* Supplied data *
[Start of section]

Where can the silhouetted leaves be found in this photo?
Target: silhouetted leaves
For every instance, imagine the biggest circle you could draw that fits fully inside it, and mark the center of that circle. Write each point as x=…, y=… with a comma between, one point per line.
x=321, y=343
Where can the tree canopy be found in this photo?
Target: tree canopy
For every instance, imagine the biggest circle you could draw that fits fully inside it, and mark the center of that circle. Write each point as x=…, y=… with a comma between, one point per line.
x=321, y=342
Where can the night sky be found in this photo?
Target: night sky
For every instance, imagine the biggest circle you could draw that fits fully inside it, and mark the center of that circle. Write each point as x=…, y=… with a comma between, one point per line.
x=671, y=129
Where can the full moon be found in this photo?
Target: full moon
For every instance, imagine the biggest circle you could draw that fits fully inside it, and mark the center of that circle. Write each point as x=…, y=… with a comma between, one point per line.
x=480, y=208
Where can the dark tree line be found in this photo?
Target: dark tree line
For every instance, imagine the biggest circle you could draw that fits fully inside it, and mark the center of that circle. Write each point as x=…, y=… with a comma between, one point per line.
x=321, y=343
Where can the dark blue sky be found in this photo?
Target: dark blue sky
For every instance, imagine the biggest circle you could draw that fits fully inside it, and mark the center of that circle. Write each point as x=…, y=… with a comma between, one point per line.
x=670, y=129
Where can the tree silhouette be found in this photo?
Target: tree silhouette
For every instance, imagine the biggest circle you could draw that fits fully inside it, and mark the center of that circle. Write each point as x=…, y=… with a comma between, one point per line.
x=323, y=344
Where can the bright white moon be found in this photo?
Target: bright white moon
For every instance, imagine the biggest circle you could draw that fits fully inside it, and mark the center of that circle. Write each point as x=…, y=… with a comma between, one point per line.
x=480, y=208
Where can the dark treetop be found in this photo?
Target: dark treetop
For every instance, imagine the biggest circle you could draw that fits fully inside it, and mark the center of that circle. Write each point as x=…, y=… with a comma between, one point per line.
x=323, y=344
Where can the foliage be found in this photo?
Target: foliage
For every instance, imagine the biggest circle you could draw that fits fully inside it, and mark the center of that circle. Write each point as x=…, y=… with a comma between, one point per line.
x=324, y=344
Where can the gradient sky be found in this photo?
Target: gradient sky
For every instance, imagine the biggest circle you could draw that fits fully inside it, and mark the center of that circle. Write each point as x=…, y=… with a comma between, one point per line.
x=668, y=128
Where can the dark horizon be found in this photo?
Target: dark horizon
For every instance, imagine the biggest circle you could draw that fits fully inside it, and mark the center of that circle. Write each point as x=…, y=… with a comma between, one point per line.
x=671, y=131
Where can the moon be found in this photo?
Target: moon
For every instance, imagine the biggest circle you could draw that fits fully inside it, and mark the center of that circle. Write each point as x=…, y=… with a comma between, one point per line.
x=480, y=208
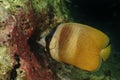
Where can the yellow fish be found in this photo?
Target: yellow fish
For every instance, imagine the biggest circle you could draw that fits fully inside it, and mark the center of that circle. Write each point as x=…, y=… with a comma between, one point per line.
x=79, y=45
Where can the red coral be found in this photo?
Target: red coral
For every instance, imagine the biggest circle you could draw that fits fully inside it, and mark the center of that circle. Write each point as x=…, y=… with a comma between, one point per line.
x=20, y=35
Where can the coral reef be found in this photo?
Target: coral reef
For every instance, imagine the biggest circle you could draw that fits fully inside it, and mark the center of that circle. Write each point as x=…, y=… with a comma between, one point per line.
x=22, y=24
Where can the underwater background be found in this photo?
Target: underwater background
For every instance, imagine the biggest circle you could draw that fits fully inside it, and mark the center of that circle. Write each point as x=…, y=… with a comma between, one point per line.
x=105, y=16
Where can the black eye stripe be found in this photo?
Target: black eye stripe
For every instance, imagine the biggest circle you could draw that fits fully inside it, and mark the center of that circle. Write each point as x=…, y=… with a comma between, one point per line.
x=108, y=44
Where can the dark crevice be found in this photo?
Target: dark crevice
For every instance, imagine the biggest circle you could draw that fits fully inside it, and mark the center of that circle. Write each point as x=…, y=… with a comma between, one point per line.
x=13, y=71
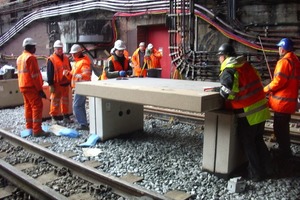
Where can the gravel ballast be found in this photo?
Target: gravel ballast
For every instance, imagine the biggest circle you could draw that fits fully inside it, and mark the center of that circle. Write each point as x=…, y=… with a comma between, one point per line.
x=168, y=156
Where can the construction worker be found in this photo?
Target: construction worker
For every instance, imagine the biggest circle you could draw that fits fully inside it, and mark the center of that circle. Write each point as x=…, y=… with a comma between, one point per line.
x=152, y=57
x=117, y=43
x=242, y=90
x=118, y=64
x=138, y=61
x=31, y=86
x=81, y=71
x=58, y=83
x=283, y=94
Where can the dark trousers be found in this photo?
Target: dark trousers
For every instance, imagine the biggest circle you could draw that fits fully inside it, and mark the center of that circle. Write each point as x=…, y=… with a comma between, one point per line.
x=257, y=153
x=282, y=132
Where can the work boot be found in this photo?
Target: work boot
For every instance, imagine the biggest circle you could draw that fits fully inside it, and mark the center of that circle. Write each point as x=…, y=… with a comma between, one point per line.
x=82, y=127
x=67, y=120
x=41, y=134
x=54, y=120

[End of section]

* What is needed *
When the word "worker" appears in a line of the data, that line is counted; report the number only.

* Problem solution *
2